Task objective |
Every entry here should be copied exactly.

··········

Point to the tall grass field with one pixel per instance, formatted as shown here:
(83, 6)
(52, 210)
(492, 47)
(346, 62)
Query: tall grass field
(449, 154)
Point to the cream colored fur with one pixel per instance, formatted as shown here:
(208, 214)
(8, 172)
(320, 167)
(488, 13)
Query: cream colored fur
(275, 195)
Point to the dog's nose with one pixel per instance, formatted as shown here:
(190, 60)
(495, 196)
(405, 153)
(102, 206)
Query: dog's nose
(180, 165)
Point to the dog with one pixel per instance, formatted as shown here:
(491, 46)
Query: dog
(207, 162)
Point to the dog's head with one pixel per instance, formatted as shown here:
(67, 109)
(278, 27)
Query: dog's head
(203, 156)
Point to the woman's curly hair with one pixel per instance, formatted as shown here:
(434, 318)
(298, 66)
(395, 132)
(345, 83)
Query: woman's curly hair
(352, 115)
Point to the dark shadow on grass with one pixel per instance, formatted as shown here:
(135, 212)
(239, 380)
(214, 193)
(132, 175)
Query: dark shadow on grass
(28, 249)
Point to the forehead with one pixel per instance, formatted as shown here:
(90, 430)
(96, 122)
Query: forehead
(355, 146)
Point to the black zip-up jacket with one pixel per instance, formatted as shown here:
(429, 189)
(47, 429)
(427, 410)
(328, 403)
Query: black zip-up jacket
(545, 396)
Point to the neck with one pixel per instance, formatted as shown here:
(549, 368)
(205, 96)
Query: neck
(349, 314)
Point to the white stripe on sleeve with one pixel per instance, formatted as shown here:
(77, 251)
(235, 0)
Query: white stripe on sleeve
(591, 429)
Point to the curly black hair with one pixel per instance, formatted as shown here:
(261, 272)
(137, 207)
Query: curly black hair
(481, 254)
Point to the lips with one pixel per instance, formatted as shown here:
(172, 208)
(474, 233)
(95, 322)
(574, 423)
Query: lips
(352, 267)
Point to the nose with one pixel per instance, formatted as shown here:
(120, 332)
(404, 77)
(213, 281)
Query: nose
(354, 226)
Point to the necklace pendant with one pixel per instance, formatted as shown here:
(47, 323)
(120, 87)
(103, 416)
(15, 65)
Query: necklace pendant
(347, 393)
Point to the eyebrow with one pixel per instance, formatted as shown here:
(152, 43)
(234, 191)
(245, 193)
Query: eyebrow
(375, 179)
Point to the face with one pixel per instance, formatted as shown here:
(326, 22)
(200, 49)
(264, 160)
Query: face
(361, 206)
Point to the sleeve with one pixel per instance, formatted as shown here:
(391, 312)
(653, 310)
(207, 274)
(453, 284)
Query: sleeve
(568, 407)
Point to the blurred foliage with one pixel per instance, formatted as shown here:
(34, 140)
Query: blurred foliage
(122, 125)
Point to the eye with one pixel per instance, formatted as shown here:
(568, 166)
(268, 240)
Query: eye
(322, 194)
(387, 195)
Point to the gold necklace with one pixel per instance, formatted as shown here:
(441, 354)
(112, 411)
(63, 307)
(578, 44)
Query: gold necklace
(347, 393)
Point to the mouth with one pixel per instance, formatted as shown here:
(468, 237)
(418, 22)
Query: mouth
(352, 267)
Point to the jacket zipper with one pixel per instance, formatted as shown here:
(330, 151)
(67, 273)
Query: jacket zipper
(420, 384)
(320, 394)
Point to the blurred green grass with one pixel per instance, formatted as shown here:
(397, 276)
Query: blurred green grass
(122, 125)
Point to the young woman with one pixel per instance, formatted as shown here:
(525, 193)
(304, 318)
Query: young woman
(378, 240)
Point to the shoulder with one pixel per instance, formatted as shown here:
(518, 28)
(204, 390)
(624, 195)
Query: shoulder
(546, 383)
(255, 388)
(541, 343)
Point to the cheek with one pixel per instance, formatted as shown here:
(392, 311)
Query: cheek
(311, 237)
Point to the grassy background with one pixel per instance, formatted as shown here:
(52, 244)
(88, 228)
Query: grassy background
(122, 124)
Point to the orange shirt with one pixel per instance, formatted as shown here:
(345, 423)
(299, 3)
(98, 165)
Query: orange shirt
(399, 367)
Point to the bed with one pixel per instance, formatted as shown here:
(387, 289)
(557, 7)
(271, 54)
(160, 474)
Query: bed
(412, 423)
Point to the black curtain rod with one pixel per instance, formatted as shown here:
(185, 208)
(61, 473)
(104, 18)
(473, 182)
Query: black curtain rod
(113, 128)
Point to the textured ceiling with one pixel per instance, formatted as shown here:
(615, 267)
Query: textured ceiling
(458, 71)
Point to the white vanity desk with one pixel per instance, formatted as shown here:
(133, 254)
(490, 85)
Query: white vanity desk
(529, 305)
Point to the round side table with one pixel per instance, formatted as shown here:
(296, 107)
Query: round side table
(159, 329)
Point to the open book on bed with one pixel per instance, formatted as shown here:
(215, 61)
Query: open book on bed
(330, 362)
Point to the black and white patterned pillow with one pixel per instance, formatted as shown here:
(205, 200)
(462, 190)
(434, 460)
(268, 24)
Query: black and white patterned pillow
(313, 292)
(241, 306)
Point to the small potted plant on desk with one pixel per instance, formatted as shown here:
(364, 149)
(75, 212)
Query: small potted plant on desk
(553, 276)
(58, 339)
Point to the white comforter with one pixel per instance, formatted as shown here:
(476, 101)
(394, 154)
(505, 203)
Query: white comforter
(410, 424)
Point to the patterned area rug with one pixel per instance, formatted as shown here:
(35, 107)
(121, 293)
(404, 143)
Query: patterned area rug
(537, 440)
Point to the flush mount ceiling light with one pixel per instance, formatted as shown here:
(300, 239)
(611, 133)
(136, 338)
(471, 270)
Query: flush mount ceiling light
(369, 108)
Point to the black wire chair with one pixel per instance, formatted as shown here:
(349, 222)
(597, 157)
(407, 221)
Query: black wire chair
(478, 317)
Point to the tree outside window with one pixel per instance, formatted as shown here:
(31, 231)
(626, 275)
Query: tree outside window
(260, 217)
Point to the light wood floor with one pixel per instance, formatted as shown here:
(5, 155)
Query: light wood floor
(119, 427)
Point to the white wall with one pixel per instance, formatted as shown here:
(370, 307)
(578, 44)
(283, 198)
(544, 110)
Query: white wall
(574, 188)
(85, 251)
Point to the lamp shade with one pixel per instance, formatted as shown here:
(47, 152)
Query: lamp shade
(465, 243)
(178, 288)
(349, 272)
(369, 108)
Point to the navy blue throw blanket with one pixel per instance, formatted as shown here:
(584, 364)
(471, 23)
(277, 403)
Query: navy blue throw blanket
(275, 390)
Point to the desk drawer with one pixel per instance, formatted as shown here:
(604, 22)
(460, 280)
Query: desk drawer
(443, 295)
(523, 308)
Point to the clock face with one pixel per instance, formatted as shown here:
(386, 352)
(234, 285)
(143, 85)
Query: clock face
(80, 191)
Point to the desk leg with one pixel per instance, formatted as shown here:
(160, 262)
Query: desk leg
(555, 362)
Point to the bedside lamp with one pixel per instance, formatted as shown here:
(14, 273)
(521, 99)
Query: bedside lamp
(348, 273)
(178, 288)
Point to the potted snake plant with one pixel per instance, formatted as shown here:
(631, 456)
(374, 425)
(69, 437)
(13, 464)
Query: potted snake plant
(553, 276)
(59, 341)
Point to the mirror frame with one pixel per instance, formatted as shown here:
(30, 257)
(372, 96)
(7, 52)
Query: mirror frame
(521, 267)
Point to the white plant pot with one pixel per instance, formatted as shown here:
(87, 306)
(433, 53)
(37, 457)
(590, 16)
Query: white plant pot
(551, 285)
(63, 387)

··········

Answer to this task |
Point to the tall grass field with one pixel per instance, formatted as shown here:
(83, 6)
(52, 210)
(492, 47)
(346, 62)
Query: tall grass field
(449, 154)
Point to the cream colored fur with one pixel per instance, formatted as shown here:
(208, 214)
(8, 172)
(320, 167)
(488, 13)
Query: cream colored fur
(275, 195)
Point to the dog's nose with one pixel per instance, formatted as shown here:
(190, 60)
(495, 196)
(405, 153)
(102, 206)
Query: dog's nose
(180, 165)
Point to the dog with one pixel per instance, formatted as shown here:
(491, 46)
Query: dog
(207, 162)
Point to the dog's head with one pixel per instance, formatted as shown here:
(67, 109)
(278, 27)
Query: dog's head
(203, 156)
Point to the woman's curly hair with one pixel per instance, formatted as shown here:
(434, 318)
(298, 66)
(395, 132)
(345, 83)
Query: woman's curly hair
(352, 115)
Point to the dark shadow on grass with one pixel per instance, formatted as shown here:
(135, 212)
(239, 380)
(214, 193)
(132, 175)
Query: dark shadow on grass
(28, 249)
Point to the forehead with one pixel per instance, formatted as shown here:
(90, 430)
(96, 122)
Query: forehead
(355, 146)
Point to the black zip-up jacket with one pixel per instance, formatted as shown here:
(429, 189)
(47, 429)
(427, 410)
(328, 403)
Query: black zip-up jacket
(545, 396)
Point to the neck with one pixel per instance, formatted as shown here:
(549, 368)
(205, 96)
Query: neck
(349, 314)
Point to the white stripe on sleeve with one pixel per instance, formatted as shown here:
(77, 251)
(235, 0)
Query: white stripe on sleeve
(591, 429)
Point to the curly black hair with one pixel per instance, formatted as shown here:
(261, 272)
(137, 207)
Query: curly black hair
(481, 254)
Point to the lips with one pixel per instance, formatted as shown here:
(172, 208)
(474, 233)
(95, 322)
(574, 423)
Query: lips
(352, 267)
Point to the nose with one pixel per instance, formatted as shown here:
(120, 332)
(404, 77)
(213, 281)
Query: nose
(354, 226)
Point to the necklace pendant with one pixel per instance, formatted as shown here:
(47, 323)
(120, 87)
(103, 416)
(15, 65)
Query: necklace pendant
(347, 393)
Point to the eyebrow with one pixel per instance, formatted as shown here:
(152, 43)
(234, 191)
(245, 193)
Query: eyebrow
(375, 179)
Point to the face with one pixel per instance, formatted as shown here:
(326, 22)
(200, 49)
(264, 160)
Query: face
(361, 206)
Point to the sleeve with one pixel per instance, formatted as shown here:
(391, 312)
(653, 310)
(207, 274)
(453, 284)
Query: sleeve
(568, 407)
Point to the blurred foliage with one pixel per instance, formatted as shown here:
(34, 140)
Query: blurred foliage
(122, 125)
Point to the eye with one pixel per instance, formatted as shown here:
(568, 166)
(268, 240)
Query: eye
(322, 194)
(387, 195)
Point to the gold necklace with one pixel per instance, formatted as shown here:
(441, 354)
(112, 411)
(63, 307)
(578, 44)
Query: gold necklace
(347, 393)
Point to the mouth with one pixel per instance, formatted as shown here:
(468, 237)
(418, 22)
Query: mouth
(352, 267)
Point to the jacket zipper with one pixel per instance, formatted as shown here:
(330, 151)
(67, 273)
Query: jacket zipper
(420, 384)
(320, 394)
Point to the blurred green grass with one pixel per instance, formatted as shown here:
(397, 276)
Query: blurred green grass
(122, 125)
Point to the young woman with one pixel per instance, formatted as shown here:
(525, 193)
(304, 318)
Query: young woman
(378, 240)
Point to the shoulder with one pixel per instance, formatted as shown here:
(518, 28)
(204, 390)
(624, 195)
Query: shoulder
(546, 383)
(255, 388)
(541, 343)
Point to the cheek with one pixel per instance, formatted as shown here:
(392, 311)
Query: cheek
(311, 237)
Point to the grassy background with one pixel per instance, formatted as shown here:
(52, 244)
(88, 228)
Query: grassy background
(122, 124)
Point to the orange shirt with one pixel per instance, formatted as shown here:
(345, 423)
(299, 3)
(98, 165)
Query: orange shirt
(399, 367)
Point to the bed with one pixel per instance, formatted as shown here:
(387, 289)
(557, 7)
(271, 54)
(160, 474)
Query: bed
(412, 423)
Point to the black curtain rod with one pixel per instance, formatted as shown here:
(185, 208)
(61, 473)
(104, 18)
(473, 182)
Query: black curtain rod
(113, 128)
Point to the textured ceiling with one pixel per instance, formatted as shown here:
(615, 267)
Query: textured ceiling
(458, 71)
Point to the white vanity desk with one pixel per instance, formatted as shown here:
(133, 254)
(490, 85)
Query: white vanity desk
(529, 305)
Point to the round side table with one pixel per instance, formatted as shown here:
(296, 107)
Query: round side table
(159, 329)
Point to the open book on bed with one pixel per instance, formatted as shown here:
(215, 61)
Query: open book on bed
(330, 362)
Point to the black and white patterned pillow with one pixel per instance, formatted as shown here:
(205, 200)
(462, 190)
(434, 460)
(268, 24)
Query: black and white patterned pillow
(313, 292)
(241, 306)
Point to the small potted plant on desk with one pixel per instance, formatted as shown here:
(364, 149)
(75, 212)
Query: small potted plant on desk
(553, 276)
(58, 339)
Point to the white comforter with one pixel per instance, formatted as shown here:
(476, 101)
(394, 154)
(505, 203)
Query: white comforter
(410, 424)
Point to the patterned area rug with one pixel per instance, formatted as shown here:
(35, 107)
(121, 293)
(404, 143)
Query: patterned area rug
(537, 440)
Point to the flush mount ceiling light with one pixel per instance, formatted as shown here:
(300, 239)
(611, 133)
(136, 338)
(471, 270)
Query: flush mount ceiling light
(369, 108)
Point to the black wire chair with one pixel per instance, formatted as shown here:
(349, 222)
(597, 157)
(407, 221)
Query: black wire chair
(478, 317)
Point to the tree outside window with one pixel per instance, formatted as shown here:
(31, 231)
(626, 275)
Query: tree outside window
(260, 217)
Point to the light wood floor with one pixel per instance, formatted as shown here:
(5, 155)
Query: light wood floor
(119, 427)
Point to the white wall with one pixel per instance, formatted as shown here:
(370, 307)
(578, 44)
(283, 198)
(544, 110)
Query: white wall
(574, 188)
(85, 251)
Point to the lamp shade with one pixel per instance, formatted as shown here:
(47, 152)
Query: lamp shade
(465, 243)
(178, 288)
(349, 272)
(369, 108)
Point to the navy blue throw blanket with one pixel per instance, formatted as shown here:
(584, 364)
(471, 23)
(277, 403)
Query: navy blue throw blanket
(275, 390)
Point to the desk drawer with one pixel per instance, formatted as shown here:
(604, 22)
(460, 280)
Query: desk drawer
(443, 295)
(523, 308)
Point to the clock face with one pixel per instance, formatted as shown here:
(386, 352)
(234, 285)
(143, 85)
Query: clock face
(80, 191)
Point to the desk leg with one pixel per instance, formatted as shown here:
(160, 262)
Query: desk leg
(555, 362)
Point to the bedside lamp with one pixel per instance, formatted as shown here:
(14, 273)
(521, 99)
Query: bedside lamp
(348, 273)
(178, 288)
Point to the potted snake plant with one pixel per instance, formatted as shown here:
(631, 456)
(374, 425)
(69, 437)
(13, 464)
Query: potted snake plant
(553, 276)
(59, 341)
Point to the mirror frame with one pixel per instance, formatted as shown here:
(30, 257)
(372, 96)
(7, 52)
Query: mirror frame
(521, 267)
Point to the white plant pot with one pixel per instance, formatted as shown here:
(87, 306)
(433, 53)
(37, 457)
(590, 16)
Query: white plant pot
(551, 285)
(63, 387)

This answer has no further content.